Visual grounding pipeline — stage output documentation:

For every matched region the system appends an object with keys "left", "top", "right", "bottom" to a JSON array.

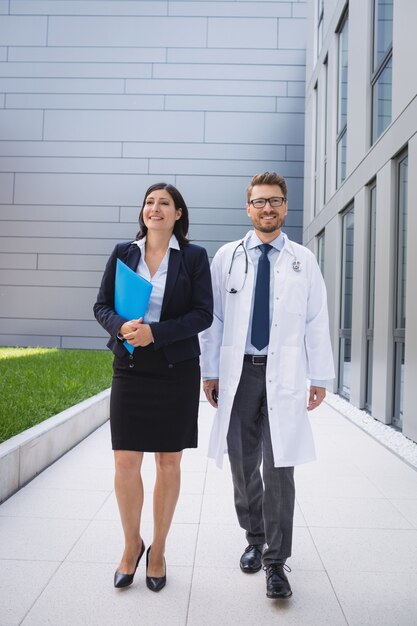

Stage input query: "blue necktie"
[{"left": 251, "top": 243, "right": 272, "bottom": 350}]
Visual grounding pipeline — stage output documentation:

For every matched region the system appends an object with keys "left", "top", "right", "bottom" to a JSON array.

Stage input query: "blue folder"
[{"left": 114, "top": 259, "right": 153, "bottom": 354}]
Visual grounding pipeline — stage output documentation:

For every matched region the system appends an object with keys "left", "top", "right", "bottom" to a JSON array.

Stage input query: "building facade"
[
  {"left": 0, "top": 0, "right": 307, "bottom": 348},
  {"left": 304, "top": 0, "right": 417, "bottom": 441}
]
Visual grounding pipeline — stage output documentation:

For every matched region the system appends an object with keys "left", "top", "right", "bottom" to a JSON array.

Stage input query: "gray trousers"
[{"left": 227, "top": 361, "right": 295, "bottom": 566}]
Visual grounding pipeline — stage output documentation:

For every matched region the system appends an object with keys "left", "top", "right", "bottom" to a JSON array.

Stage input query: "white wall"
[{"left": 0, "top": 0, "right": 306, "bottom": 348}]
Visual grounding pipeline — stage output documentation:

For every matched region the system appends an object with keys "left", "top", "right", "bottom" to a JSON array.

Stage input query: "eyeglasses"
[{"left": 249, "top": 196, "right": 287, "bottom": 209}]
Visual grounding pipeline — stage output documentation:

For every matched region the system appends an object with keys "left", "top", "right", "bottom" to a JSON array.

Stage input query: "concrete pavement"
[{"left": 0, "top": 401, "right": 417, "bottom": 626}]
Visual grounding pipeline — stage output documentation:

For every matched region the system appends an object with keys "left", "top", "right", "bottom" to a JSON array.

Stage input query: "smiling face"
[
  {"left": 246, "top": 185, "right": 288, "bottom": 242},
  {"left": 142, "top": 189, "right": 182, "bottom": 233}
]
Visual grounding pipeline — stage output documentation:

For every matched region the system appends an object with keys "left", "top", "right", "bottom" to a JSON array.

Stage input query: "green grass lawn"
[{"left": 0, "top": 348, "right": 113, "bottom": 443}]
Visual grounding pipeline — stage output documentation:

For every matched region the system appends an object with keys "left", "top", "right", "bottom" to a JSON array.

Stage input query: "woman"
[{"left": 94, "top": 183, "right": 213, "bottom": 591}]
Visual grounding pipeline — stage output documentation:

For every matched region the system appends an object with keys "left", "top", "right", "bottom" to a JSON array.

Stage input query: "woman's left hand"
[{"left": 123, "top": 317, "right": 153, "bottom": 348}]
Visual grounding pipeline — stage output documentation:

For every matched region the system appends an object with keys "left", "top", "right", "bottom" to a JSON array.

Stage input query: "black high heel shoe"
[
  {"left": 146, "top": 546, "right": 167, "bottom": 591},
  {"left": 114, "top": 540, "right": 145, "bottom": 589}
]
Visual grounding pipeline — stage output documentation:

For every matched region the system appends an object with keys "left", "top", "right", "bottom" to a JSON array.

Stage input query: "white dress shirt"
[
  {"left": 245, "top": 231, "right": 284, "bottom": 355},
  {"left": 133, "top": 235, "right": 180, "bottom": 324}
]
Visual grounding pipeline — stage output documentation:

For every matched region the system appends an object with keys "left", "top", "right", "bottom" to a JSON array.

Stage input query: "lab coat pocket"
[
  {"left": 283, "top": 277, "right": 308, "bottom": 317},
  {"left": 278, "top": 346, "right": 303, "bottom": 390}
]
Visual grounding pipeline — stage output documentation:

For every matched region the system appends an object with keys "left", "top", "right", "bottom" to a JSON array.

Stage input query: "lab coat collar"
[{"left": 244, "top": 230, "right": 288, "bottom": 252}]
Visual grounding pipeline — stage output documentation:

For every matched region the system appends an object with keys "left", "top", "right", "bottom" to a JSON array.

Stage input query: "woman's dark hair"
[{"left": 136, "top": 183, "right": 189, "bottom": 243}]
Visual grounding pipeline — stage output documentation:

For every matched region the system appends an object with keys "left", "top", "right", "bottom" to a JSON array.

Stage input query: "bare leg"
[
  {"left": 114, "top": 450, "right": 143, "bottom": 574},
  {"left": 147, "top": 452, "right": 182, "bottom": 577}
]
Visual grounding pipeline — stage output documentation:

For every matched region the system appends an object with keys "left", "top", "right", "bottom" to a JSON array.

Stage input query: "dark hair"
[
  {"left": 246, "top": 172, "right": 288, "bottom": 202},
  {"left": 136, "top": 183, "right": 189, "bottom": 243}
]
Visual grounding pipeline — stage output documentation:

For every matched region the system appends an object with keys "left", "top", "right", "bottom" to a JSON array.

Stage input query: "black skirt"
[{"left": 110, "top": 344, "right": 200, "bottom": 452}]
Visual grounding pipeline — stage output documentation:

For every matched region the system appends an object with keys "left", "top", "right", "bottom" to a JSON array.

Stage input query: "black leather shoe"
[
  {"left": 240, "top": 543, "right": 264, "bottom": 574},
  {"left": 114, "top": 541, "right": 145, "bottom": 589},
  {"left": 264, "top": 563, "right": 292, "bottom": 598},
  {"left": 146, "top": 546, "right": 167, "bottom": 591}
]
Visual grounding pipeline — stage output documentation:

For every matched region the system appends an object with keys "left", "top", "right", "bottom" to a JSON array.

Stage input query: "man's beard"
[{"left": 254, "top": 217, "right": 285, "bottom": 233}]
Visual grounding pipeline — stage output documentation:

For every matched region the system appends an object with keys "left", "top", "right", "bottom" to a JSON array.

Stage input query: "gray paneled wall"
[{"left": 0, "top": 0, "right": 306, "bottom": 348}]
.....
Gather every line of the rows above that contains the word "black", treating uppercase and lowercase letters as distinct.

REPLY TO THE EXERCISE:
Stage input query: "black high heel shoe"
Stage input query: "black skirt"
Stage input query: "black leather shoe"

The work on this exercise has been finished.